◆ CHALLENGES:
**a.** In the passage about the Voyager, what job does Stanton hold, and for which company?
**b.** Please explain why, according to the passage about the Voyager, the boat has helped produce particularly good skippers.
**c.** Write the next part of the passage about the Voyager, picking up after its final sentence.

◆ EXCERPTED PASSAGE:
==*==

Stanton, who works as the operations manager for Decron Properties, owners of the Redondo Beach Marina, has skippered several of the harbor’s boats, including the Voyager, the Sea Spray, and the Legacy Searcher.

“All four of us have something to bring to the table,” Stanton said. “Kenny has been an operator. Billy is our structural engineer, so to speak. I would be more the business manager. And John is an ace machine electrician.”

They will join a long line of Voyager skippers and operators who have been an essential part of the larger-than-life history of the harbor – characters such as Captain Tiny, Mark Willy, Paul Hendricks, Mark Podall, John Glackin, Adam Berry, John Strunk, John Baker and Casey Kajiyama.

Turk said that because the boat is a “single-screw” — meaning it has only a single propeller – the Voyager takes a little more skill to maneuver and has thus helped produce particularly good skippers.

“If they could run the Voyager, a single screw, they could run anything,” she said. “And many of them are. Some are down in Long Beach, some are on tugs, some work the Chevron ship in El Segundo, a couple of kids are up in Alaska running fishing camps…It was a good training ground.”

More than anything, Wiley said, the Voyager has helped provide generations of kids access to the ocean. Wiley, who skippered the boat the last six years, said that the Voyager is particularly good as a Whale Watch vessel. Because it is wood and has been in these waters so long, Wiley said, whales seem to approach the boat more often than other boats.

==*==

◆ Records from a dataset:
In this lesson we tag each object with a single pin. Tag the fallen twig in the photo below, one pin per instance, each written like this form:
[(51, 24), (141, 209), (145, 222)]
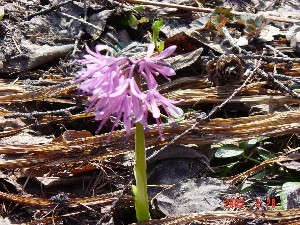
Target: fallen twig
[(207, 10)]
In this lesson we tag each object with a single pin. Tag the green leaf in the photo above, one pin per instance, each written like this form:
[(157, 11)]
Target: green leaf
[(287, 188), (250, 143), (132, 20), (156, 29), (266, 154), (1, 12), (228, 151), (176, 116), (161, 46)]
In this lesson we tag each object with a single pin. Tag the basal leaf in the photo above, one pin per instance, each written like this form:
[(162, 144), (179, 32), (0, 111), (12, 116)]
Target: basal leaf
[(228, 151)]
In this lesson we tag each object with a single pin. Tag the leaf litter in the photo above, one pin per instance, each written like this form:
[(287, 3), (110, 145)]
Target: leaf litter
[(236, 71)]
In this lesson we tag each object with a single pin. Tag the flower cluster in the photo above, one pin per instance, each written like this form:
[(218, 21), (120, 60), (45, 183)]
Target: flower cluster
[(114, 86)]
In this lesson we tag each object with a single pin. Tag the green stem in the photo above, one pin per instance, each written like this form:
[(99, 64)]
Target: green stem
[(253, 160), (140, 190)]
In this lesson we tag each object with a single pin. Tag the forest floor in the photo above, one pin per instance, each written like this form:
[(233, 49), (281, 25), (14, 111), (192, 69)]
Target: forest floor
[(231, 158)]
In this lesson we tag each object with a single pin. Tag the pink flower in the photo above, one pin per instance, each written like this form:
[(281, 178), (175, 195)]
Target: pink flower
[(111, 82)]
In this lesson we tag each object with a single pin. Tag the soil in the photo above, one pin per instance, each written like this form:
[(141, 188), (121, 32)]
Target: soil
[(231, 158)]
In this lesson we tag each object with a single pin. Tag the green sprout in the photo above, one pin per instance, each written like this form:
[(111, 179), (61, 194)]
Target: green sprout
[(156, 26)]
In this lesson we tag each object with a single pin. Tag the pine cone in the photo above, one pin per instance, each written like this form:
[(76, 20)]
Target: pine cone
[(225, 70)]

==*==

◆ PER-TASK ANSWERS:
**a.** Stanton is the operations manager for Decron Properties, owners of the Redondo Beach Marina.

**b.** The Voyager is a single-screw boat, meaning it has only one propeller, so it takes more skill to maneuver. Anyone who could run it could run anything, which made it a good training ground.

**c.**
“Naturalists believe whales have memory, and they know from years past we are not trying to run them down or give them problems,” Wiley said. “So it’s a guess, but I think the boat doesn’t scare them and doesn’t have that hard sound or vibration, and it’s been there for years and years…”

“How do you describe the wonderment on people’s faces, kids and adults alike, when they see a huge whale come up alongside the boat? There is no way to describe it,” Wiley added.

One of the primary intentions of the new ownership foursome is try to revive more interest among kids in coming down to the water.

“We are going to try to make it more available to the school system and to the civic community,” Stanton said. “We hope to put a touch tank on it in the near future and hopefully enlighten some more kids to the marine environment, like we were enlightened to it at that age.”

“We definitely need to get more young people down in the harbor,” Swanson said. “It’s not like it used to be, kids coming down and going out fishing. It seems like kids sit at home on their computers now.”

Everyone involved hopes to also helps represent a new beginning for the harbor. In its first month of operation, the Voyager has attracted more riders than it has in a decade, selling out on the Fourth of July for the first time in recent memory.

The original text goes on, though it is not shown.